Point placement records
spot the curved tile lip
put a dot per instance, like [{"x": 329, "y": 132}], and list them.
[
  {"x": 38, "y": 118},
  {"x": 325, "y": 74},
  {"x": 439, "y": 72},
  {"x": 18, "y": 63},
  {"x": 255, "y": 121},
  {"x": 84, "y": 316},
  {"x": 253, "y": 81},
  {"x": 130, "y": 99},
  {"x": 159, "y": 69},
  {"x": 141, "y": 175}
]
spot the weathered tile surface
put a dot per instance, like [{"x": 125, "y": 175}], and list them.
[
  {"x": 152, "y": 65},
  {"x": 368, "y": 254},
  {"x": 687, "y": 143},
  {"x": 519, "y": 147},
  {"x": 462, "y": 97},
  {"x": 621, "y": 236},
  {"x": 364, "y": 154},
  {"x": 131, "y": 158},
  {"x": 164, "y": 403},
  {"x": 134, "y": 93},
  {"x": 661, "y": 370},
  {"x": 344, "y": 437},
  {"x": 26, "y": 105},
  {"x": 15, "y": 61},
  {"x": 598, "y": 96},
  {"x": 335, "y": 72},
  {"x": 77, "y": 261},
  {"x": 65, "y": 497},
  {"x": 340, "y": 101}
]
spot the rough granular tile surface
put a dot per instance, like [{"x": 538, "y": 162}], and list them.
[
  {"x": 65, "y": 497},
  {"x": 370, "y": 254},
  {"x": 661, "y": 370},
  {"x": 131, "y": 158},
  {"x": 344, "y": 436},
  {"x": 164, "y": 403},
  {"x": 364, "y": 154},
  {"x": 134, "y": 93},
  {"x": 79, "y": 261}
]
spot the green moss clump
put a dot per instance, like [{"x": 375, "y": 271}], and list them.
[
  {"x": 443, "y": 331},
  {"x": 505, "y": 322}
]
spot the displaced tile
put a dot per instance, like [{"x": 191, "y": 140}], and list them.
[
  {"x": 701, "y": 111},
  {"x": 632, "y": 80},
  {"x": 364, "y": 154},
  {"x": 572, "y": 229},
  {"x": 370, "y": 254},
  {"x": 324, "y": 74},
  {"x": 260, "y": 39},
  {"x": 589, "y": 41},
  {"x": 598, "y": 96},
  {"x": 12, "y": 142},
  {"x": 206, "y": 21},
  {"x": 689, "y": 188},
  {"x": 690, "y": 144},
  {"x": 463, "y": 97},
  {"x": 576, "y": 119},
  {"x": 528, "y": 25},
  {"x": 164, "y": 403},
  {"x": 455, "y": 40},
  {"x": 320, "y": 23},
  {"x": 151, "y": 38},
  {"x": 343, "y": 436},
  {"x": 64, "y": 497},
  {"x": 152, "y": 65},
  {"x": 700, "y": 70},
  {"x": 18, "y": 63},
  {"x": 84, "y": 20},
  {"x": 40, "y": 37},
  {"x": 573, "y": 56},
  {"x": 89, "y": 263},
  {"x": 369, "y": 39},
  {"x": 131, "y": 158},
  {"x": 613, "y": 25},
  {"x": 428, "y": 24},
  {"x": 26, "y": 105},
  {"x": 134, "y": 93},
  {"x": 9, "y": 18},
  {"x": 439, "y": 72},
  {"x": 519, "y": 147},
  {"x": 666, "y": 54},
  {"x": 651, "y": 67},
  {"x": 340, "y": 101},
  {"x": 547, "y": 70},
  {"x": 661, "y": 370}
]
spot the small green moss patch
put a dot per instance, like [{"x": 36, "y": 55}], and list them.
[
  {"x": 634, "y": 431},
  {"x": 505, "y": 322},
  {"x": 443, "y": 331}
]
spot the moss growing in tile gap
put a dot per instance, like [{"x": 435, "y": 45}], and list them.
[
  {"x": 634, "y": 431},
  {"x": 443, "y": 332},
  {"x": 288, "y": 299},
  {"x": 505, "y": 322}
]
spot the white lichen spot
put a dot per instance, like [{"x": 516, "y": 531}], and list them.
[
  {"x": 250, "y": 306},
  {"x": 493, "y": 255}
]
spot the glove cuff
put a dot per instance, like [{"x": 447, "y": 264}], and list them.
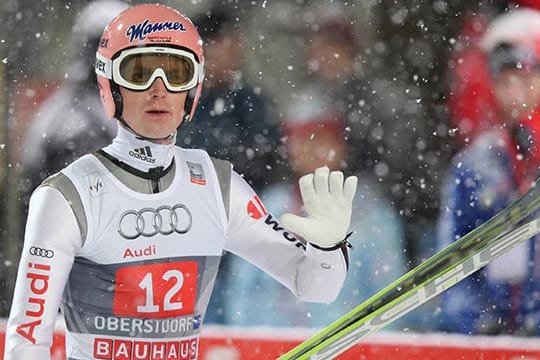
[{"x": 344, "y": 245}]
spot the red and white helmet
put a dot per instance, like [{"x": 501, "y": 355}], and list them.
[{"x": 143, "y": 43}]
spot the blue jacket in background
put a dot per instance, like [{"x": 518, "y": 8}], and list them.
[{"x": 481, "y": 182}]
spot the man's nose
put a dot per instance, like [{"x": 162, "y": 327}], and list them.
[{"x": 158, "y": 87}]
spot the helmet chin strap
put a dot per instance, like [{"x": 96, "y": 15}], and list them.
[{"x": 142, "y": 137}]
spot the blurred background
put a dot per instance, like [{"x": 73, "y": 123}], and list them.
[{"x": 397, "y": 100}]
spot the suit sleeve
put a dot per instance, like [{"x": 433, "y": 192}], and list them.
[
  {"x": 51, "y": 240},
  {"x": 312, "y": 274}
]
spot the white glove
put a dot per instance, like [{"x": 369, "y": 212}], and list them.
[{"x": 328, "y": 205}]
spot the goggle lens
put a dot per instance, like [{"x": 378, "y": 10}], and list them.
[{"x": 138, "y": 69}]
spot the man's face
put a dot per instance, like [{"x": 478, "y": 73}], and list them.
[
  {"x": 155, "y": 112},
  {"x": 517, "y": 92}
]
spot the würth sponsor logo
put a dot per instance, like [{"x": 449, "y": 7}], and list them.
[
  {"x": 255, "y": 208},
  {"x": 185, "y": 349},
  {"x": 287, "y": 235},
  {"x": 38, "y": 276},
  {"x": 144, "y": 154}
]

**Exercise task**
Give back the lines above exactly, from the one with "spot the red and white helmet" through the last line.

**Exercise response**
spot the red and white helmet
put a dot per instance, like [{"x": 501, "y": 355}], and list them.
[{"x": 143, "y": 43}]
spot the blue jacket in background
put a dot per instance, like [{"x": 518, "y": 8}], and list them.
[{"x": 481, "y": 182}]
spot the man's nose
put a dot per instance, like [{"x": 162, "y": 327}], and list them.
[{"x": 158, "y": 87}]
spot the helmet chin strap
put a dot per instance, like [{"x": 96, "y": 15}], and list them.
[{"x": 142, "y": 137}]
spot the blurred background
put a dot per instance, like [{"x": 73, "y": 123}], and list them.
[{"x": 397, "y": 100}]
spot the suit sleeve
put a dot per instance, like [{"x": 433, "y": 192}], and list them.
[
  {"x": 51, "y": 240},
  {"x": 312, "y": 274}
]
spot the white glove
put a dot per instance, like [{"x": 369, "y": 212}], and list them.
[{"x": 328, "y": 205}]
spot the goggle lens
put a dot per instance, like [{"x": 378, "y": 10}], and list them.
[{"x": 138, "y": 69}]
spot the man's face
put a dot per instance, like [{"x": 478, "y": 73}], and list them.
[
  {"x": 155, "y": 112},
  {"x": 517, "y": 92}
]
spot the würth sponsor logo
put a dot per instance, like [{"x": 449, "y": 7}], and list them.
[
  {"x": 255, "y": 208},
  {"x": 185, "y": 349},
  {"x": 287, "y": 235},
  {"x": 38, "y": 276},
  {"x": 144, "y": 154}
]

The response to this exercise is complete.